The certificates, which exempt the soldiers from prosecution, were granted to them on February 22, 2016 by former National Security Minister Peter Bunting.

Clarke, a chartered accountant, was killed by soldiers on May 27, 2010 during the security forces' search for then fugitive Christopher “Dudus” Coke.

He was reportedly shot 20 times at his Kirkland Close, St Andrew home.

Corporal Odel Buckley and privates Arnold Henry and Greg Tingling were later charged with murder in relation to his death, but when the trial that was scheduled to start yesterday came up, attorney Paul Beswick surprised the Home Circuit Court with the immunity certificates. He argued that the certificates prohibit the soldiers from facing criminal prosecution.

“I hereby certify that the actions of JDF (Jamaica Defence Force) Corporal Odel Buckley on May 27, 2010 between the hours of 12 am and 12 pm at...Kirkland Close, Red Hills, St Andrew, which may have contributed to or caused the death of Keith Clarke, were done in good faith in the exercise of his functions as a member of the security forces for public safety, the restoration of order, the preservation of the peace, and in the public interest,” Beswick read from one the immunity certificates.

He argued that the certificates were valid and must be treated as law unless the issue of their validity is successfully challenged.

However, lead prosecutor in the matter Paula Llewellyn, who described the move by the minister to grant immunity to the soldiers as “a most unusual exercise of authority”, questioned the authenticity of the certificates and the provisions in law which had empowered Bunting to use the Emergency Powers Act to grant immunity when he was no longer a minister.

She argued that there was insufficient evidence to support the provenance and authenticity of the certificates as they were tendered without a sworn affidavit from Bunting.

“We have not even seen the original of this document,” Llewellyn said.

The prosecutor also argued that the move by the attorney, asking for the court to accept the documents as valid, was premature, as the court has not heard any evidence to determine whether or not the soldiers had acted in good faith.

#### Exercises to complete
**a.** According to the Keith Clarke article, on what date were the immunity certificates granted to the soldiers?
**b.** Write the next part of the Keith Clarke article, picking up after its last sentence.
The material that comes after the Keith Clarke article is not needed.

#### Provided data
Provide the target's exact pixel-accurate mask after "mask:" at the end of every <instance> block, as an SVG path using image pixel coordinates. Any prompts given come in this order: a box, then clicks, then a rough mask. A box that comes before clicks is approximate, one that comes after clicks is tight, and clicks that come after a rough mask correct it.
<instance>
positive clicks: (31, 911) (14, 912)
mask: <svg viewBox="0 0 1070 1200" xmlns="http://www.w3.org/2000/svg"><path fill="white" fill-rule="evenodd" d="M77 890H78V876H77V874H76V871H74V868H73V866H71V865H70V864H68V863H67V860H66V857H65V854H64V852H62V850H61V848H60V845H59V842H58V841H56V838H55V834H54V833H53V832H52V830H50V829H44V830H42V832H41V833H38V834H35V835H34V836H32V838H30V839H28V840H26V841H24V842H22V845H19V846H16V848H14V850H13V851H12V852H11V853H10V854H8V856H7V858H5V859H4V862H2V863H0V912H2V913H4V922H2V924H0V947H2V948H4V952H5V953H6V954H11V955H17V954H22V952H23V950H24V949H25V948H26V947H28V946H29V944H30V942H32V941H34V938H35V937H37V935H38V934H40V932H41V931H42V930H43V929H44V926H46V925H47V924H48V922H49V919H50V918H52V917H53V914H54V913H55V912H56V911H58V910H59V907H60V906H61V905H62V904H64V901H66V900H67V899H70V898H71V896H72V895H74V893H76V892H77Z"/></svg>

#### Answers to the exercises
**a.** February 22, 2016.

**b.**
“It must be that the court will have to be put in a position to assess good faith because otherwise what will happen, any member of the army or the police force under the state of emergency could kill somebody in cold blood and then when the matter comes up for trial they present a document with no affidavit or anything to indicate exactly what informed the minister's decision to sign this document, especially a minister who was not duly authorised at the time of the incident,” she further stated.

In the meantime, Beswick, in his response, said that the defence does not have to produce anything other than the copy of the certificates.

He, however, conceded that citizens may be killed innocently by members of the security forces during the state of emergency and be granted immunity, but he said that is part of the risk that democratic society has to accept under the rule of the law.

“We may not like it but we have to accept it, the minister is the minister,” he said.

Beswick also pointed out that it is not up to the court to enquire into what had informed Bunting's decision to grant immunity and if it was determined that the soldiers had acted in good faith.

According to him, if Llewellyn is of the view that the minister's decision was irrational, she should bring the matter to the full court.